![]() |
Sorting, Shuffling & Dealing |
Out of Sorts?
boldl boldaslf bold bold2 normal
Probably more research has been devoted to sort routines than
any other algorithm. Literally trillions of items are sorted
every day in the computer world, and speed is crucial. If you
could present IBM with a sort package that would save its mainframe
users 5% on their sort-times, you could name your price.
I have analyzed a multitude of sorts — Bubble, Insertion,
Tree, Heap, Selection, Merge, O-Sort, Endsort, Jumpsort, Flipsort,
Fastsort, Shell, and Quicksort. The Quicksort is rated by most as
the fastest of the bunch; however, the routine is recursive, and that
causes GW-BASIC to run out of stack space in a hurry.
Of the remaining options, the Shell Sort performed by far the best in
my testing, so that is what will be featured here.
Included are three other methods, which aren't actually sorts at all. Although their usefulness is limited to certain types of data, they are worth a look, because they are exponentially faster and more economical than any traditional sorting routine!
The stated [times] are just for comparison purposes; they represent the average runtime on several arrays of 10,000 random integers, in BASIC direct mode. Compiled runtimes would be far faster.
40 DIM A(10000), X(12500) 'data array, mirror array 50 SIZE=10000 'total elements to sort
SHELL-METZNER SORT [time: 1.21 sec]
This is inherently a multi-layer Insertion Sort. A decreasing
offset enables data slated for greater moves to do so early, rather than
being transferred later in smaller increments. No one knows the best
strategy for values of D, but Donald Knuth has suggested a series of the
form (3^n-1)/2, or 1, 4, 13, 40, 121, 364, 1093,
etc. Knuth also suggests that the starting point be one lower than
the greatest D-value that is less than the sort size. Example:
to sort 500 items, the starting value for D would be 121. This strategy
proved best overall in my testing, and Knuth is a better programmer than I;
so his recommendation is featured in this sort. The strategy
D=2^n-1 performed nearly as well, however;
the only absolute requirement is that the final value is
D=1.
2100 '-----------[ Shell-Metzner ]-----------
2101 '
2102 'In: SIZE = number of data elements
2103 ' A() = array to be sorted
2104 'Out: A() as sorted list
2109 '
2110 DLOOPS = INT(LOG(2*SIZE)/LOG(3))-1
2115 D=(3^DLOOPS-1)/2: IF D=0 THEN D=1
2119 '
2120 WHILE D
2130 FOR J=D+1 TO SIZE
2135 T=A(J)
2140 FOR K=J-D TO 1 STEP -D
2150 IF T>=A(K) GOTO 2165
2155 A(K+D)=A(K)
2160 NEXT K
2165 A(K+D)=T
2170 NEXT J
2180 D=D\3
2190 WEND
Lines 2110-2115 calculate the starting value for D.

· · · · ·

WRITTEN TASK 1:
Transcribe the part of the sorting article that opens with the words containing "Included are three" and closes with "be far faster.".
WRITTEN TASK 2:
In the sorting article, list each number written out in the series Donald Knuth suggested for values of D.

COLLECTED MATERIAL:
· · · · ·

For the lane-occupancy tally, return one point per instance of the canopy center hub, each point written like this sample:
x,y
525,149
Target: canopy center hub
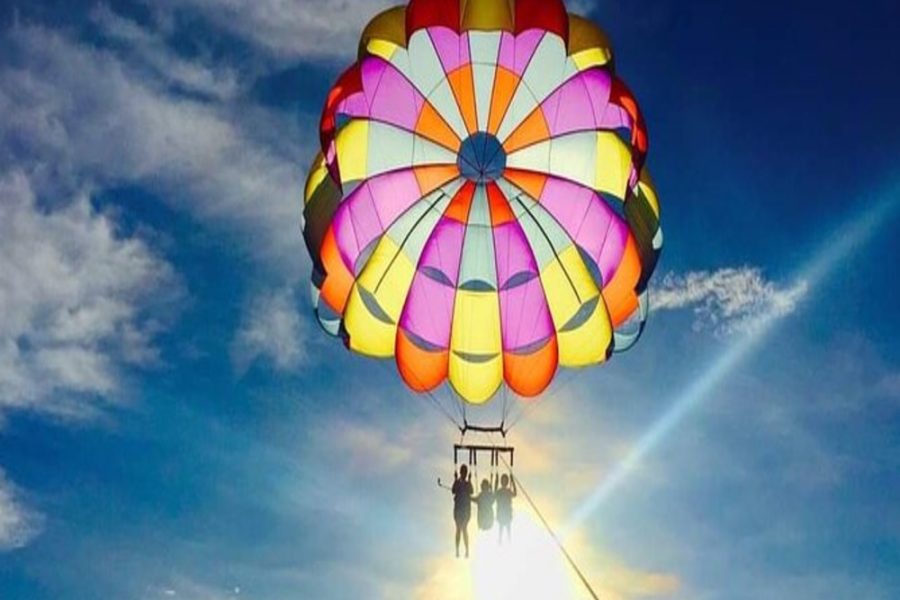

· · · · ·

EXPECTED ANSWER 1:
Included are three other methods, which aren't actually sorts at all. Although their usefulness is limited to certain types of data, they are worth a look, because they are exponentially faster and more economical than any traditional sorting routine!
The stated [times] are just for comparison purposes; they represent the average runtime on several arrays of 10,000 random integers, in BASIC direct mode. Compiled runtimes would be far faster.

EXPECTED ANSWER 2:
1, 4, 13, 40, 121, 364, 1093